ASSIGNED TASK: Gather each line in the entries that includes the string "blue".

Referring expression pointing data:
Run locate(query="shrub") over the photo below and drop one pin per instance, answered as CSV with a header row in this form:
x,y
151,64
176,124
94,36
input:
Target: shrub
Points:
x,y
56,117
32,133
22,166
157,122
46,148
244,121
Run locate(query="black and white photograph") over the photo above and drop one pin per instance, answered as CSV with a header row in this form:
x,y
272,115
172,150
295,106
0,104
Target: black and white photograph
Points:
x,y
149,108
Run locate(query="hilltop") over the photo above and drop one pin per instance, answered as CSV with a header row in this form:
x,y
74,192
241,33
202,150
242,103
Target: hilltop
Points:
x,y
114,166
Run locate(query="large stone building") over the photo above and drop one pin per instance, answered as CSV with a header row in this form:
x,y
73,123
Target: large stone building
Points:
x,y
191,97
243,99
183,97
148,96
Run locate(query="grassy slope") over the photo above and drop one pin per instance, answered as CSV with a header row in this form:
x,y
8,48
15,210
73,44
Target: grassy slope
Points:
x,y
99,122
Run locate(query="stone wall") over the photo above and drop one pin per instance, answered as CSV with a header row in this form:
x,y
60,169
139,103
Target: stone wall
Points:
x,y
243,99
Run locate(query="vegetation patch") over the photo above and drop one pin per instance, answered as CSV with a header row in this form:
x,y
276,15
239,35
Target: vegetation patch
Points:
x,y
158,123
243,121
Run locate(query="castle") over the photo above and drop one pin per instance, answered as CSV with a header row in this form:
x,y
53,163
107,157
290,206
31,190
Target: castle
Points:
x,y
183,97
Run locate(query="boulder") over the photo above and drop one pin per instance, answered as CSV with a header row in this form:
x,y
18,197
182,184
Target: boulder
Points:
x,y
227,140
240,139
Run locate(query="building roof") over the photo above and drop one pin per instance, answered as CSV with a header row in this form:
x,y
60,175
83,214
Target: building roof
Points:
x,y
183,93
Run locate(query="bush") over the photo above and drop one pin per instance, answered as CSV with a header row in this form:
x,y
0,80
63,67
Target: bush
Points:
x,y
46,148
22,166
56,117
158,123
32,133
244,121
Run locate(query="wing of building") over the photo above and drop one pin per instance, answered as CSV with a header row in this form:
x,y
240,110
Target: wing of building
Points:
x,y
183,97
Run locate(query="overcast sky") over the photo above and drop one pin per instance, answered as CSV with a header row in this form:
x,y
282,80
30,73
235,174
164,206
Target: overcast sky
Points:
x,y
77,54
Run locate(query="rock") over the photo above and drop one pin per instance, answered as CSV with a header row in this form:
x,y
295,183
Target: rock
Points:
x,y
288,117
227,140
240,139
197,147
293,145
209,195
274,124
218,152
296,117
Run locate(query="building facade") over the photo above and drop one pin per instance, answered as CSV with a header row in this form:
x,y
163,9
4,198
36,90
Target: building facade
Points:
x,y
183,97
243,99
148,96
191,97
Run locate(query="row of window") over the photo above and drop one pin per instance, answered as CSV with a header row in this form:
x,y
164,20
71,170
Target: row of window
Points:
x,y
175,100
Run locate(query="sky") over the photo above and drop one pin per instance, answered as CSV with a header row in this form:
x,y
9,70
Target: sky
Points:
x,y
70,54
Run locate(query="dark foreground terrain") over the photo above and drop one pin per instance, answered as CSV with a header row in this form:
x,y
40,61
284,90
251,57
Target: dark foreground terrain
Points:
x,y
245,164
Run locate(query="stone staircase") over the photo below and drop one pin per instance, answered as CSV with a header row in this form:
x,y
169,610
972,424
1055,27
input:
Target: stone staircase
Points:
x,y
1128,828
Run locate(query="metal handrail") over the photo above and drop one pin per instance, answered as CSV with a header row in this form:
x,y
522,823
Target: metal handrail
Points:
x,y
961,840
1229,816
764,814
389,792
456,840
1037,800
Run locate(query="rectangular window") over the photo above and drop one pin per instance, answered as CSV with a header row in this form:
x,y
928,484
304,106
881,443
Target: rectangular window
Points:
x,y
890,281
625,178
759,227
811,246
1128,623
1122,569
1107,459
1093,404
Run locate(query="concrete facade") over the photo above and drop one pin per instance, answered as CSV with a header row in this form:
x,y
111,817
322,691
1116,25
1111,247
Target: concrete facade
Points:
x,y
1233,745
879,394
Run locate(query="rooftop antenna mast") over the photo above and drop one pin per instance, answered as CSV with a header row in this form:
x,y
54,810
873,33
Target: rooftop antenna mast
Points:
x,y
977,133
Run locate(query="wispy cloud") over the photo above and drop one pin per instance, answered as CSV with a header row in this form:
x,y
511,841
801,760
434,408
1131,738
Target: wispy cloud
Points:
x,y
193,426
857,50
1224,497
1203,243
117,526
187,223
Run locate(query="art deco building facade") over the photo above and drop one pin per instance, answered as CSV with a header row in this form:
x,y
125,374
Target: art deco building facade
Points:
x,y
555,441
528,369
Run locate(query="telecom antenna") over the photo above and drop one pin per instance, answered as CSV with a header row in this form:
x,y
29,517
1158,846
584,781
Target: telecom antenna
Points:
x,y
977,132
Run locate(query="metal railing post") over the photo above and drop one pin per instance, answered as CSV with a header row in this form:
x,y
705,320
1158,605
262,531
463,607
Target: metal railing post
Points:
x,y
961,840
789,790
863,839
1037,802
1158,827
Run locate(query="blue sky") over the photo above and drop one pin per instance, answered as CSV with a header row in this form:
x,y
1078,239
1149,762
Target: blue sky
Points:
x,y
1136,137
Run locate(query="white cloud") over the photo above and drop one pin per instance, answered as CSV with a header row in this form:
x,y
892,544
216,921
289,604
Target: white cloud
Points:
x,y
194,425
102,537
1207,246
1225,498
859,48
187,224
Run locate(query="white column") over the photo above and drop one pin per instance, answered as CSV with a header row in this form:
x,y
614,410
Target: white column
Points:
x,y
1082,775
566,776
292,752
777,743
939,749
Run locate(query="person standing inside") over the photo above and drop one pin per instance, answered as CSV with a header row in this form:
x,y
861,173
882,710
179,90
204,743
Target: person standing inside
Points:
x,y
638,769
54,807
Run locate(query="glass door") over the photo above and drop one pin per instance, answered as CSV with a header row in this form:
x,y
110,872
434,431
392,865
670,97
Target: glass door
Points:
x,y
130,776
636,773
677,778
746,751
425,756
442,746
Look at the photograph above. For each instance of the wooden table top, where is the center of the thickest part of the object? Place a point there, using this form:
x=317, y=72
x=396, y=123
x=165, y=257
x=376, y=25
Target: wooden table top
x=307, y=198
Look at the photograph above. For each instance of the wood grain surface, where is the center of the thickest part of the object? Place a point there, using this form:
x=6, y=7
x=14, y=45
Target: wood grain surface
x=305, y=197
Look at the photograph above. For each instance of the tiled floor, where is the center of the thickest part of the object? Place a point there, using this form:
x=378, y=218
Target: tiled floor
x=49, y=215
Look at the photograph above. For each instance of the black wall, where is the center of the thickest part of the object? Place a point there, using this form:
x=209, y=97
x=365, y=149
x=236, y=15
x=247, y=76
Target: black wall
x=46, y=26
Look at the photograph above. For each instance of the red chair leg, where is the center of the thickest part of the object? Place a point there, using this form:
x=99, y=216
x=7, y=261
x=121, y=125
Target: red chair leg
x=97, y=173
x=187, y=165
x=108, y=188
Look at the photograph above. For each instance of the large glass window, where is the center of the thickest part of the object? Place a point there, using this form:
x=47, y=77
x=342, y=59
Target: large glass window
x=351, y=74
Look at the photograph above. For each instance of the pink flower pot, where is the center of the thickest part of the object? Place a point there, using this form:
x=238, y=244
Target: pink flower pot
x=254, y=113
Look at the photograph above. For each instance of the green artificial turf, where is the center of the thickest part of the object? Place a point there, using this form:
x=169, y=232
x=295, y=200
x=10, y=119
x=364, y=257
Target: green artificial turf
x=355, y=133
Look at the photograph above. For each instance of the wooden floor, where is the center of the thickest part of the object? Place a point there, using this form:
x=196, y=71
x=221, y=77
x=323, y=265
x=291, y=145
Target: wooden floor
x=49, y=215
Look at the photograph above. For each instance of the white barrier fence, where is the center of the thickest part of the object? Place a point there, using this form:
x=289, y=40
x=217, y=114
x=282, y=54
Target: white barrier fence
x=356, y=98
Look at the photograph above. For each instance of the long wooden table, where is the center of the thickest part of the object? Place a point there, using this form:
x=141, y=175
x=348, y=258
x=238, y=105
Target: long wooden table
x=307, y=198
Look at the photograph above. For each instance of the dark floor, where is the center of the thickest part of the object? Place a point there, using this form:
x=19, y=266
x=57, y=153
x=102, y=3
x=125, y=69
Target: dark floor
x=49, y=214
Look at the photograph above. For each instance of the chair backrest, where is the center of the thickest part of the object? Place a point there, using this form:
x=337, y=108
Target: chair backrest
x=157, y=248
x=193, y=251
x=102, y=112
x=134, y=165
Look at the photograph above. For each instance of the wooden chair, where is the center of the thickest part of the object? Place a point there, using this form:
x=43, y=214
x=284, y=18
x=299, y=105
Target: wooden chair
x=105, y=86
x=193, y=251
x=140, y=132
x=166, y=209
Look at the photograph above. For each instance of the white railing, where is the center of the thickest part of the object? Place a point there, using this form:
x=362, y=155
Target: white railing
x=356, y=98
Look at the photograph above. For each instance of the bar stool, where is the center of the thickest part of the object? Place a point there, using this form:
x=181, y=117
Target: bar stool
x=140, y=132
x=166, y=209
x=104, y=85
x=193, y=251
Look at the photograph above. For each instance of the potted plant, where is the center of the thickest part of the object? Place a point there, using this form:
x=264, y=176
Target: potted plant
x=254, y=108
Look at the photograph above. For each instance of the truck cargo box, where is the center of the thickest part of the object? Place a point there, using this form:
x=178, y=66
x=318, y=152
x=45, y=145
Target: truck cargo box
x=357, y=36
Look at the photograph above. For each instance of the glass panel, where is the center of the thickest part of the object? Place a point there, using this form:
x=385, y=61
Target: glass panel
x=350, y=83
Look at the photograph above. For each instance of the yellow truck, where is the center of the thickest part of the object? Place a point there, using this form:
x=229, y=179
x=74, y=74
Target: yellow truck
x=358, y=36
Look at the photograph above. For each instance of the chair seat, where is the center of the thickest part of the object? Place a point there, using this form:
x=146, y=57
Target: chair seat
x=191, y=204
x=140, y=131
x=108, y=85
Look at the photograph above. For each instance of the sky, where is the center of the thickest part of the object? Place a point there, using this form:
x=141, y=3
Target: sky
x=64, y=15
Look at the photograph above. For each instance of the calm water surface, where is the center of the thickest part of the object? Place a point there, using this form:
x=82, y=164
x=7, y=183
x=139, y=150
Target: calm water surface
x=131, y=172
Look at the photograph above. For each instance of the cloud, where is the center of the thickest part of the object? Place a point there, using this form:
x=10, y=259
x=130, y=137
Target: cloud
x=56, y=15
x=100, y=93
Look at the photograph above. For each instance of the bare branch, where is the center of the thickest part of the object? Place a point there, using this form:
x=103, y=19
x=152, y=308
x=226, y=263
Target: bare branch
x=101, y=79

ANSWER BOX:
Run locate(query="blue sky") over the photo above and drop one pin per instance, answered as CSV with a header row in this form:
Target: blue sky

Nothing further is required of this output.